**Free-text object descriptions**.

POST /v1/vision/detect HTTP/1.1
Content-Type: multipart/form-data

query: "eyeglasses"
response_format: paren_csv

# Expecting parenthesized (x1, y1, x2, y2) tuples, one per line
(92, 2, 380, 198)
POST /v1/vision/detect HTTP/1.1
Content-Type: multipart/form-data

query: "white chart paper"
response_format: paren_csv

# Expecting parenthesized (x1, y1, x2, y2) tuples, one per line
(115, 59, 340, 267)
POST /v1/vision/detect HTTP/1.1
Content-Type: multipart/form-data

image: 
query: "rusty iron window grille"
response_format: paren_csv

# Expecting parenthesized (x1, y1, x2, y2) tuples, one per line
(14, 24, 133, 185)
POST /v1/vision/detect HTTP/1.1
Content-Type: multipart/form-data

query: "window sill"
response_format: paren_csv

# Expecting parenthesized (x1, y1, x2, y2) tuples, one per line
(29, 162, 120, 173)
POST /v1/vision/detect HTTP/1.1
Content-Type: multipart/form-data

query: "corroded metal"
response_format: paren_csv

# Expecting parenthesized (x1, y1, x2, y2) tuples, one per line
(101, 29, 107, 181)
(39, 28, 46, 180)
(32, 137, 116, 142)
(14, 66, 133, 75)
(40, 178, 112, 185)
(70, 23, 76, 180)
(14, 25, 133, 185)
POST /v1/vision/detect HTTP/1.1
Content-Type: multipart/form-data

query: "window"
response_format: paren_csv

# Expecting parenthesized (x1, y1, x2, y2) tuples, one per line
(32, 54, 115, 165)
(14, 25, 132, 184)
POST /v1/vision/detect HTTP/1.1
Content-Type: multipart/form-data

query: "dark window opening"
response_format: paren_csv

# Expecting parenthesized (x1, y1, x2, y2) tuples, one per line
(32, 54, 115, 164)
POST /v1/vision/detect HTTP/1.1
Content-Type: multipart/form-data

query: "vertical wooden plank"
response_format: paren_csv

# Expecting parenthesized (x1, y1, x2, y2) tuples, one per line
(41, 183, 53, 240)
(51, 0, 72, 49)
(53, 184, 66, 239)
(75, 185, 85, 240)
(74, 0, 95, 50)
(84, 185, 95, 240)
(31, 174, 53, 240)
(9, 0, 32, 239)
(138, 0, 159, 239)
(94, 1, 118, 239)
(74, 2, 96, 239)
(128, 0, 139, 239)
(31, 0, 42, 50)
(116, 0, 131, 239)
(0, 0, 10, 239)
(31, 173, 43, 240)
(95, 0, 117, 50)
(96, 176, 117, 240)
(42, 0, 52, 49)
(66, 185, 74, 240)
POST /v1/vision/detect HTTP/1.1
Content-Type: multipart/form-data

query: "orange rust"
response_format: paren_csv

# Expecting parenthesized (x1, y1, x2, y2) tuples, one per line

**What is required**.
Would you retype all of the data exactly as shown?

**Result of this task**.
POST /v1/vision/detect HTTP/1.1
Content-Type: multipart/form-data

query: "eyeglasses"
response_format: paren_csv

# Expecting parenthesized (x1, y1, x2, y2) tuples, one per line
(92, 2, 380, 198)
POST /v1/vision/detect HTTP/1.1
Content-Type: multipart/form-data

query: "white chart paper"
response_format: paren_csv

# Expecting parenthesized (x1, y1, x2, y2) tuples, one per line
(115, 59, 340, 267)
POST /v1/vision/detect HTTP/1.1
Content-Type: multipart/form-data

image: 
query: "rusty iron window grille"
response_format: paren_csv

# Expecting parenthesized (x1, y1, x2, y2) tuples, one per line
(14, 24, 133, 185)
POST /v1/vision/detect HTTP/1.1
Content-Type: multipart/form-data

query: "window sill"
response_format: paren_csv

# Expecting parenthesized (x1, y1, x2, y2) tuples, one per line
(29, 162, 120, 173)
POST /v1/vision/detect HTTP/1.1
Content-Type: multipart/form-data

query: "corroded metal"
response_format: paren_csv

# Expecting parenthesized (x1, y1, x2, y2) tuples, one per line
(101, 29, 107, 181)
(39, 28, 46, 180)
(32, 137, 116, 142)
(14, 66, 133, 75)
(40, 178, 112, 185)
(70, 23, 76, 180)
(14, 25, 133, 185)
POST /v1/vision/detect HTTP/1.1
Content-Type: multipart/form-data

query: "window"
response_format: paren_csv

# Expecting parenthesized (x1, y1, x2, y2) tuples, one per line
(32, 54, 115, 165)
(14, 25, 132, 184)
POST /v1/vision/detect HTTP/1.1
Content-Type: multipart/form-data

query: "dark window opening"
response_format: paren_csv

# Expecting parenthesized (x1, y1, x2, y2) tuples, one per line
(32, 54, 115, 164)
POST /v1/vision/detect HTTP/1.1
Content-Type: multipart/form-data

query: "vertical wooden plank"
response_format: paren_csv

# Expecting parenthesized (x1, y1, x2, y2) tuples, one per line
(41, 183, 53, 240)
(51, 0, 72, 49)
(53, 184, 66, 239)
(75, 185, 85, 240)
(74, 0, 95, 50)
(84, 185, 95, 240)
(31, 174, 53, 240)
(9, 0, 32, 239)
(138, 0, 159, 239)
(94, 1, 118, 239)
(74, 2, 96, 239)
(128, 0, 139, 239)
(31, 0, 42, 50)
(116, 0, 131, 239)
(0, 0, 10, 239)
(31, 173, 43, 240)
(95, 0, 117, 50)
(96, 176, 117, 240)
(42, 0, 52, 49)
(66, 185, 74, 240)
POST /v1/vision/detect HTTP/1.1
Content-Type: multipart/form-data

query: "orange rust"
response_format: paren_csv

# Expecting parenthesized (x1, y1, x2, y2) tuples, one per line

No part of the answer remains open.